■ Task ■
Count the lines in the entries below that contain the string "wedding". Reply with only the number.

■ Records shown ■
****************

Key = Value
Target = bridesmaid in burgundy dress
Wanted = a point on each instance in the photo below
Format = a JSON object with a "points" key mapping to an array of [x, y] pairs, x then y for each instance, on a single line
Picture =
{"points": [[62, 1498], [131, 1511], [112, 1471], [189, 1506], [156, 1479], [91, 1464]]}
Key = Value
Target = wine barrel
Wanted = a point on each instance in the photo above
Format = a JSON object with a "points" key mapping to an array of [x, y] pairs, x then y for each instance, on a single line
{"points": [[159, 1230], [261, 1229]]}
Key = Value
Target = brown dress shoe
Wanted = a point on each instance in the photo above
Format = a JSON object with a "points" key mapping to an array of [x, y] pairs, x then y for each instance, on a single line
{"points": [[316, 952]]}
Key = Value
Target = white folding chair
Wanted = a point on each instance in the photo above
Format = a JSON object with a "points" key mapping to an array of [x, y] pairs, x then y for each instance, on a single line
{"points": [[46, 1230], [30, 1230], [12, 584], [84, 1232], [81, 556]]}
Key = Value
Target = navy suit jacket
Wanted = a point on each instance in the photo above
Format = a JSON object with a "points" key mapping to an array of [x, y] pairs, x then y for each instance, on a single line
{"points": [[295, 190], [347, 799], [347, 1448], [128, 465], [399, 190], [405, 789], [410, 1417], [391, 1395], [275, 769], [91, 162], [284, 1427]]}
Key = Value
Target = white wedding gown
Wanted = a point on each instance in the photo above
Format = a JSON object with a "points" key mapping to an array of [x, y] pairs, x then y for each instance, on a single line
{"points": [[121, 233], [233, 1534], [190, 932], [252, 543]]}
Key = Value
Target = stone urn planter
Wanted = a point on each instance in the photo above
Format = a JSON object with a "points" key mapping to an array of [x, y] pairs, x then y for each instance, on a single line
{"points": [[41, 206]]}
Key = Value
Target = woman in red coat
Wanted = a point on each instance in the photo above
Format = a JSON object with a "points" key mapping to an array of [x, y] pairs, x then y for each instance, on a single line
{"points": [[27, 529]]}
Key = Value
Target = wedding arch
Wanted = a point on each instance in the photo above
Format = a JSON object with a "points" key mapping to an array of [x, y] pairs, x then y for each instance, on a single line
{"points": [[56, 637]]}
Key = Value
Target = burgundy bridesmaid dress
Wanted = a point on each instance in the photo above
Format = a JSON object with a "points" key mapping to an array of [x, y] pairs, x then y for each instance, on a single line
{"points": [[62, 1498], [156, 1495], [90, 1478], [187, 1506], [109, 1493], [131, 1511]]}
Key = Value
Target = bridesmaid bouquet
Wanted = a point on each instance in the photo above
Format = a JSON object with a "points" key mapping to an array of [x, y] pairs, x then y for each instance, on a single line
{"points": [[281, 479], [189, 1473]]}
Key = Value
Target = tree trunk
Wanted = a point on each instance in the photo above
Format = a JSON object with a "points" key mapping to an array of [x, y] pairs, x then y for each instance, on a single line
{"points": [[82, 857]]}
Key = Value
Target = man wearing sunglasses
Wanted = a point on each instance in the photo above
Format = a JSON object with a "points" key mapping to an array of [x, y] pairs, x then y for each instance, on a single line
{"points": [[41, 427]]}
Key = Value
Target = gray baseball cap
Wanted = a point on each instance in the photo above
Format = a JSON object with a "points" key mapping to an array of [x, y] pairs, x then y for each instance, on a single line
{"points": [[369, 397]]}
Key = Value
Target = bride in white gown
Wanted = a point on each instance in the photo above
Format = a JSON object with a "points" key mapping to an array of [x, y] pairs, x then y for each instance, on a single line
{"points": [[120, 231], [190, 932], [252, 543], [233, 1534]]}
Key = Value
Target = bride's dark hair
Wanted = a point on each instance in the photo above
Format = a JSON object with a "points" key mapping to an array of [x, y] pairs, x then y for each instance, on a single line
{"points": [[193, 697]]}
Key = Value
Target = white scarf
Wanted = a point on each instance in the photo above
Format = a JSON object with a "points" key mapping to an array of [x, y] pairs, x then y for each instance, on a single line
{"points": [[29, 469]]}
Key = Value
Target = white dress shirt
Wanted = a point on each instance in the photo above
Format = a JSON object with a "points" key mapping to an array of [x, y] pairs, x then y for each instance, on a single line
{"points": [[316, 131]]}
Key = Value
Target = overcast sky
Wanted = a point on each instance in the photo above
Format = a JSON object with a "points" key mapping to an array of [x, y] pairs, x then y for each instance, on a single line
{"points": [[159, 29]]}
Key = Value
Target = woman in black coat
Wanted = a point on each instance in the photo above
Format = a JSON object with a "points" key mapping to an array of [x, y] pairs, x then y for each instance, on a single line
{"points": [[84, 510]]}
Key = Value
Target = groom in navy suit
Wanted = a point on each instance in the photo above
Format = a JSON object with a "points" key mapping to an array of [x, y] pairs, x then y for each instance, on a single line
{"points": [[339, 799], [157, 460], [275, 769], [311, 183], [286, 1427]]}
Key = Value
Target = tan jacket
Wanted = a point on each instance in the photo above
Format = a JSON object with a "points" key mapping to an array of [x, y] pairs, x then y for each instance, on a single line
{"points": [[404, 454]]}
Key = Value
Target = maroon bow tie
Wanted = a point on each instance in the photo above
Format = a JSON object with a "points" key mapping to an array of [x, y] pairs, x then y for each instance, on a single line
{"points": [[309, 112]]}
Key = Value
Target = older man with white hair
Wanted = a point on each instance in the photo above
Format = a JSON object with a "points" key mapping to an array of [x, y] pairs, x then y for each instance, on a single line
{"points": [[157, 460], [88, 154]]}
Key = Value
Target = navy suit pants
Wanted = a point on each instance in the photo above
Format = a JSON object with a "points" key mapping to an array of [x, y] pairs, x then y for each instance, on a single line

****************

■ Output for this exercise ■
2